--- start of PROVIDED ENTRIES ---
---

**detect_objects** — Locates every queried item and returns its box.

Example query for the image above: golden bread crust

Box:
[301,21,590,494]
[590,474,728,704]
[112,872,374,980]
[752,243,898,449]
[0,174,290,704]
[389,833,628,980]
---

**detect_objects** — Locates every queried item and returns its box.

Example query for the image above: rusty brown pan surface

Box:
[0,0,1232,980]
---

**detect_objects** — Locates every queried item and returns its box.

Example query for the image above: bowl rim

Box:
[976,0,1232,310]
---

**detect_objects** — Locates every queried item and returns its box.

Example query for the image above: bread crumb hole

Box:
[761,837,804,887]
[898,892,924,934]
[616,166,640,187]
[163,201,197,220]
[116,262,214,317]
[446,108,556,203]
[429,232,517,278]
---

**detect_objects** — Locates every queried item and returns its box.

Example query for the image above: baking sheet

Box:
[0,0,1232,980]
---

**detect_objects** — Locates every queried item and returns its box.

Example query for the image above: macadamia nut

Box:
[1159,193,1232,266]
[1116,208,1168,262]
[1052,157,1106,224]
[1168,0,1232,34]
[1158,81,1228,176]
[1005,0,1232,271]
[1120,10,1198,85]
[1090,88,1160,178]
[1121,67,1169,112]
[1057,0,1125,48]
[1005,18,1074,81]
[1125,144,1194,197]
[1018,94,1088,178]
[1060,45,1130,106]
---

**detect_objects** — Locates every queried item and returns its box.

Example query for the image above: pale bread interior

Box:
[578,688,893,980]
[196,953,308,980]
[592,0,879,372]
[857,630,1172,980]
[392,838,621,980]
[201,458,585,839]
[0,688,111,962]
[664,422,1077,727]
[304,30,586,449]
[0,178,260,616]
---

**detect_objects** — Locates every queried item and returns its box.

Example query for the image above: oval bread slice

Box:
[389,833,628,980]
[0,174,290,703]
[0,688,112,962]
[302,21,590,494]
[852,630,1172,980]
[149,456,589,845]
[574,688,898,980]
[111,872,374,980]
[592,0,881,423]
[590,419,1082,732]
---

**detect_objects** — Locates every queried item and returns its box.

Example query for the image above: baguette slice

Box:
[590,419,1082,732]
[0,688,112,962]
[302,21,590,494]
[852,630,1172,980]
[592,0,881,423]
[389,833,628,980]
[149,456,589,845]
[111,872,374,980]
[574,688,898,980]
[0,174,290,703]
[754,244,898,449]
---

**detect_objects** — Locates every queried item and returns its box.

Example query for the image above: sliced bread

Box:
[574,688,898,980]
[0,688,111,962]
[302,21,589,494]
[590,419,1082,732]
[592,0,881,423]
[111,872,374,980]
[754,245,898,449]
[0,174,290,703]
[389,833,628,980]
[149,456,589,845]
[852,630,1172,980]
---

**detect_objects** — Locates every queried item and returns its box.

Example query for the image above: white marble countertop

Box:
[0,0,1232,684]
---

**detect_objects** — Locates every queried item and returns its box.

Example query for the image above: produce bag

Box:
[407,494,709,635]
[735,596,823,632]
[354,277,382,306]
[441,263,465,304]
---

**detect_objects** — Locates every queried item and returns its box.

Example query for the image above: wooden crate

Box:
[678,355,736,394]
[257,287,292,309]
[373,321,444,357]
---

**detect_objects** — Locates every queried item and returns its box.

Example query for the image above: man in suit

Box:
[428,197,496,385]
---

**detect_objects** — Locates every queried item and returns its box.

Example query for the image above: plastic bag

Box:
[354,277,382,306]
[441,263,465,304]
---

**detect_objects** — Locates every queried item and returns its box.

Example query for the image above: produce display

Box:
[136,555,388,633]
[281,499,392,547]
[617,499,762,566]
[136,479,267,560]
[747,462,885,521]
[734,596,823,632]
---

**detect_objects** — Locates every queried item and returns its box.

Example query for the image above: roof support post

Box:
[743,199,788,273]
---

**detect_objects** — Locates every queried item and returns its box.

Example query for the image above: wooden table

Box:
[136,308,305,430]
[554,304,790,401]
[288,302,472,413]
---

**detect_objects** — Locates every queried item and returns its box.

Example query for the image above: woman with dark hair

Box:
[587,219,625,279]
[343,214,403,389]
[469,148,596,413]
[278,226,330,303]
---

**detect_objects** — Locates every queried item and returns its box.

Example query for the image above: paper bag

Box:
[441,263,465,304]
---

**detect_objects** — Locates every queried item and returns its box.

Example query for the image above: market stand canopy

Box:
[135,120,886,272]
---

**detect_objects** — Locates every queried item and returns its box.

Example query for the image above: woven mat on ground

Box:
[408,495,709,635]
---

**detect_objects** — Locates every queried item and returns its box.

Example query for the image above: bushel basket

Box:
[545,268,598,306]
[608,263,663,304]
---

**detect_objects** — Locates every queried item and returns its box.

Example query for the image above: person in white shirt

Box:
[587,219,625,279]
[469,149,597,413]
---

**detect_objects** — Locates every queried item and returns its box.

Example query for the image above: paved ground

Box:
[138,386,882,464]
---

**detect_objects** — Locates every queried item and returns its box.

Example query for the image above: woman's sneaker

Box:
--- end of PROVIDED ENTRIES ---
— EXERCISE PROMPT —
How many lines in the data above contain the word "white"? Reply with the number alone.

— EXERCISE OUTPUT —
2